[start Page extract]

AUSTIN (KXAN) — A man who was arrested in 2018 outside a bar on the Fourth of July is suing two Austin police officers and the city, claiming officers used excessive force during his arrest, including punching him in the face eight times.
On July 4, 2018, the lawsuit states Justin Grant was at a bar in downtown Austin and stepped outside to smoke. It says when he tried to go back inside to rejoin his girlfriend, he wasn’t allowed in.
The lawsuit says Grant “briefly argued” with bar security and then walked away. According to a KXAN story from the time, the arrest affidavit said Grant was carrying a knife and appeared to be drunk, and that the original call said he had been threatening staff with the knife. KXAN spoke to bar staff at the time who said security wouldn’t let Grant in with the knife on his belt, and that he at one point grabbed the manager’s hand and shoulder, after which he called 9-1-1.

[end Page extract]
[start Provided data]

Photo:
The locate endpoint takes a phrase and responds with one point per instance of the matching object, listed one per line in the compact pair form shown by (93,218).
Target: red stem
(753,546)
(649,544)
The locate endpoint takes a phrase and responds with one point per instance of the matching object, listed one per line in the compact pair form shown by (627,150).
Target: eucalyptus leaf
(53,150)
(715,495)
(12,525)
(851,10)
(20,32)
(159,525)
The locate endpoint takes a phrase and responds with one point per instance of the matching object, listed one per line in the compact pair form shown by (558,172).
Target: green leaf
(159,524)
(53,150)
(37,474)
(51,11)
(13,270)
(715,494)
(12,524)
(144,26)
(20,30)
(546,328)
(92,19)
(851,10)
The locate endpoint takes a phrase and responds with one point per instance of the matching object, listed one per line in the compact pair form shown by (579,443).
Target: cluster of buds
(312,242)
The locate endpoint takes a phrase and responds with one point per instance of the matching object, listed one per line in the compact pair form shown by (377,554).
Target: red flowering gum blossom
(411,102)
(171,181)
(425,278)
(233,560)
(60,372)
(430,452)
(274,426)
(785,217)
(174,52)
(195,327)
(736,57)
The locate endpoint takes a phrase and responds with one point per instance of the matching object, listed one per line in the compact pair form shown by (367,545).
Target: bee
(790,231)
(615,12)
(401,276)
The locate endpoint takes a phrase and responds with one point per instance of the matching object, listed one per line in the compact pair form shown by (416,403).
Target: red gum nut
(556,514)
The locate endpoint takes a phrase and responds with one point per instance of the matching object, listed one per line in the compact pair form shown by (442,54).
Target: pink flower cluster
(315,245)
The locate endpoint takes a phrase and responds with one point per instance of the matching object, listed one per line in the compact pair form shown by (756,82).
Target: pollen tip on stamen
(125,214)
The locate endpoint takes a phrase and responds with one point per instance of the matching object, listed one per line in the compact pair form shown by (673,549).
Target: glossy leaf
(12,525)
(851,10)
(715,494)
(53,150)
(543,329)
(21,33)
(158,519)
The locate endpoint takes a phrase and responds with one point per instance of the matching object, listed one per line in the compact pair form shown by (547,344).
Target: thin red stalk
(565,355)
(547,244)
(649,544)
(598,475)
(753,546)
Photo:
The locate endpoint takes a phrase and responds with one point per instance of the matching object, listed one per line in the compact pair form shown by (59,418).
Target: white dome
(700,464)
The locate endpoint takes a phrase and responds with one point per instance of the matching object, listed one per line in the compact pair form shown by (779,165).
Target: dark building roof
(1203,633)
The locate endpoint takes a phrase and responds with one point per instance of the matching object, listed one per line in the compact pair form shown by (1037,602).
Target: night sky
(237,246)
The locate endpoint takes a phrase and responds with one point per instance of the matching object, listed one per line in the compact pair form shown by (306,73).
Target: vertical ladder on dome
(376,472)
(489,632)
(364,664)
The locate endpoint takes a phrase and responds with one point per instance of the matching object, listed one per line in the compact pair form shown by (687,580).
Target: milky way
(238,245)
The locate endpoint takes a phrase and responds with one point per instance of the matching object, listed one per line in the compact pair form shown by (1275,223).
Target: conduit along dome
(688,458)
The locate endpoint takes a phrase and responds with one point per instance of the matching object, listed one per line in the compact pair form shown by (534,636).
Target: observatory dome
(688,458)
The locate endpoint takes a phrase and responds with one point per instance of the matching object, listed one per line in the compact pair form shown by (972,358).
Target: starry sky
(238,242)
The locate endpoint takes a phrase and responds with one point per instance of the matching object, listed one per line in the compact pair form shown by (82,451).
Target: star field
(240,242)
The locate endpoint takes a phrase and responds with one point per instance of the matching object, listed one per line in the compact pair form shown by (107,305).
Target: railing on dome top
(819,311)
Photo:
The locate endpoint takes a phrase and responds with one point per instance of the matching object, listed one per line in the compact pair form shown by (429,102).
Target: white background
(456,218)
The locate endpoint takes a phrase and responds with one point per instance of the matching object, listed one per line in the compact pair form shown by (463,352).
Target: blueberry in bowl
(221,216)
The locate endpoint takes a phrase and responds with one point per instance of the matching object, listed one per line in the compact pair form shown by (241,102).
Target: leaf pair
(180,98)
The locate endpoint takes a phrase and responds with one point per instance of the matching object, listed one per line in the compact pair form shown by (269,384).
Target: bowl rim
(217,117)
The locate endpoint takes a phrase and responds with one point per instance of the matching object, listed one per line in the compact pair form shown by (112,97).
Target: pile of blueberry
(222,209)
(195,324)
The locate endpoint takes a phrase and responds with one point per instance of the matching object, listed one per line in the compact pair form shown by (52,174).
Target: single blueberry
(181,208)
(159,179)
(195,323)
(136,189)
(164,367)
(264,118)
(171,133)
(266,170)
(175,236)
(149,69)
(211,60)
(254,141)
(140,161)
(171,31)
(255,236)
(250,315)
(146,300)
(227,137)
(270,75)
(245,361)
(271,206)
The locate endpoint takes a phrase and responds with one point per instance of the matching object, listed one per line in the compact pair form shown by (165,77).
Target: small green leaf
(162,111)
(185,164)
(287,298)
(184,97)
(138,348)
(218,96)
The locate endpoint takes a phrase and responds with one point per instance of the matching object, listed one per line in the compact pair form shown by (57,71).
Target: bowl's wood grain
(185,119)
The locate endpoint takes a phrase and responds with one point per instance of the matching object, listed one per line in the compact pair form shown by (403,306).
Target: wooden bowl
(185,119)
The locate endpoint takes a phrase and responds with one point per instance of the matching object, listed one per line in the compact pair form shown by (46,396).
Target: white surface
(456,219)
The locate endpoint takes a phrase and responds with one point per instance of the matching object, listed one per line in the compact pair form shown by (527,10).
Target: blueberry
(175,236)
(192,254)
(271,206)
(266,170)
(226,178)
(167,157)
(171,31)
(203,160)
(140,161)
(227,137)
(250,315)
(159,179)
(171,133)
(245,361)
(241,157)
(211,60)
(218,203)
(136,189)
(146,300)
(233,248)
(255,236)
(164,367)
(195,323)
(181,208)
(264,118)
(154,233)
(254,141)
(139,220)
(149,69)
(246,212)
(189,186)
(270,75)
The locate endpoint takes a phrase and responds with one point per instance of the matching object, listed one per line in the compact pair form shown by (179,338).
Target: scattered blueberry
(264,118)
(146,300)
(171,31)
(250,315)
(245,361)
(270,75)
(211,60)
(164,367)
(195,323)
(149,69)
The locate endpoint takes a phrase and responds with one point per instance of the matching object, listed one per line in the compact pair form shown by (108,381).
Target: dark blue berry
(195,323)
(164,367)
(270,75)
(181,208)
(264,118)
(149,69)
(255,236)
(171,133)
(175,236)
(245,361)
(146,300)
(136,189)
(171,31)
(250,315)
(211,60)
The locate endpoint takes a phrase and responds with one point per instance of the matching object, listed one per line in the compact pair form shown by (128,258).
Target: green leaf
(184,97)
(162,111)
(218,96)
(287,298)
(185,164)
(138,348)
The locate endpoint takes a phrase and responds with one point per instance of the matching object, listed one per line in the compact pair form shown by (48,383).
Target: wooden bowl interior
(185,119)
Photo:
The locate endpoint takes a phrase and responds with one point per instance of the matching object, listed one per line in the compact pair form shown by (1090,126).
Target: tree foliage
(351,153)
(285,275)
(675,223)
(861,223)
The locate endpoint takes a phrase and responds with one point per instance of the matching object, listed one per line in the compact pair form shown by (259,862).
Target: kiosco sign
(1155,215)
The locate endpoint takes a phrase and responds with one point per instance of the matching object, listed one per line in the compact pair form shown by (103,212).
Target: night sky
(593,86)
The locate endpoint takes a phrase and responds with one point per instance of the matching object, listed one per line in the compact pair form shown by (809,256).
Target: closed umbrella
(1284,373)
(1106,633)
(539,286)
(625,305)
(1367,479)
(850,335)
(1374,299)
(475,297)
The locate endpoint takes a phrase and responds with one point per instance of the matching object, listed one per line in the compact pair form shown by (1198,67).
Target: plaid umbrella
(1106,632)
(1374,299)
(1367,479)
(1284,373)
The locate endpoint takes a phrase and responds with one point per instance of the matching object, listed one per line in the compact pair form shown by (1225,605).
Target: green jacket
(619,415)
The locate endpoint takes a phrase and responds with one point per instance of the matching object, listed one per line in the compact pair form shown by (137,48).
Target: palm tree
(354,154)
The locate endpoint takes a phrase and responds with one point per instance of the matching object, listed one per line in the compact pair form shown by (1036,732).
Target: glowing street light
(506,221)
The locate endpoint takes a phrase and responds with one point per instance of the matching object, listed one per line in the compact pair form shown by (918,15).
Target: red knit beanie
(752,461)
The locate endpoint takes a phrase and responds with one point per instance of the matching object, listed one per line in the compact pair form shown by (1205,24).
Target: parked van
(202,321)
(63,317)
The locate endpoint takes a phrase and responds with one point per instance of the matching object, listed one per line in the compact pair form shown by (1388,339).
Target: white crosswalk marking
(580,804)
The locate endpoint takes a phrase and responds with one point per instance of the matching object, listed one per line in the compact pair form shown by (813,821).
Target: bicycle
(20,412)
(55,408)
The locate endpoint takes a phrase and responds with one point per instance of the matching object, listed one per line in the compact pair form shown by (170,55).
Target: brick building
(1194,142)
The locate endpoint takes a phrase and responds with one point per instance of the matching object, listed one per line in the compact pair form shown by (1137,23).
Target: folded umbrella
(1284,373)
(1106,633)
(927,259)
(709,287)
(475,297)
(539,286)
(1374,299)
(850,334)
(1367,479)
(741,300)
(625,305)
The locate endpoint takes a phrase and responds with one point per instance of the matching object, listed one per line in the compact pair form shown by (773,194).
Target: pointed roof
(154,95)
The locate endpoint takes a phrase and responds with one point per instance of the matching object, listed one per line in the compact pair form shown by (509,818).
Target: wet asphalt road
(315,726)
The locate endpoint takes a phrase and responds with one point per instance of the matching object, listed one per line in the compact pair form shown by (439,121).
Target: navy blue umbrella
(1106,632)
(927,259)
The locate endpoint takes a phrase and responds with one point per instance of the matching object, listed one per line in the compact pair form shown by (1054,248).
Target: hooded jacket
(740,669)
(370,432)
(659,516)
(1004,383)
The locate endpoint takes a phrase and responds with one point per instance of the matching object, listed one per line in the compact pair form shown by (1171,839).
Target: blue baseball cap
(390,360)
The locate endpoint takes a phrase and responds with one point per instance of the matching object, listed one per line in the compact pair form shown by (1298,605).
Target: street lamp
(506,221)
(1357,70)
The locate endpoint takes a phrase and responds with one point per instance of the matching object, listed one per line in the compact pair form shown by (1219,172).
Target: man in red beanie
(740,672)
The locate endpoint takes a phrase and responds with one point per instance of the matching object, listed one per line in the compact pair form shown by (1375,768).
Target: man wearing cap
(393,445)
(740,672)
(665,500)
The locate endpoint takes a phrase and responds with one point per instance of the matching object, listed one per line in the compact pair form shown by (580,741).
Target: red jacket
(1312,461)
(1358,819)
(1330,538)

[end Provided data]

Brief 1:
In the lawsuit article, why did Justin Grant step outside the bar?
Brief 2:
Repeat the passage of the lawsuit article starting at "AUSTIN (KXAN) —" and ending at "face eight times.".
The records play no part in this work.

Task response 1:
To smoke.

Task response 2:
AUSTIN (KXAN) — A man who was arrested in 2018 outside a bar on the Fourth of July is suing two Austin police officers and the city, claiming officers used excessive force during his arrest, including punching him in the face eight times.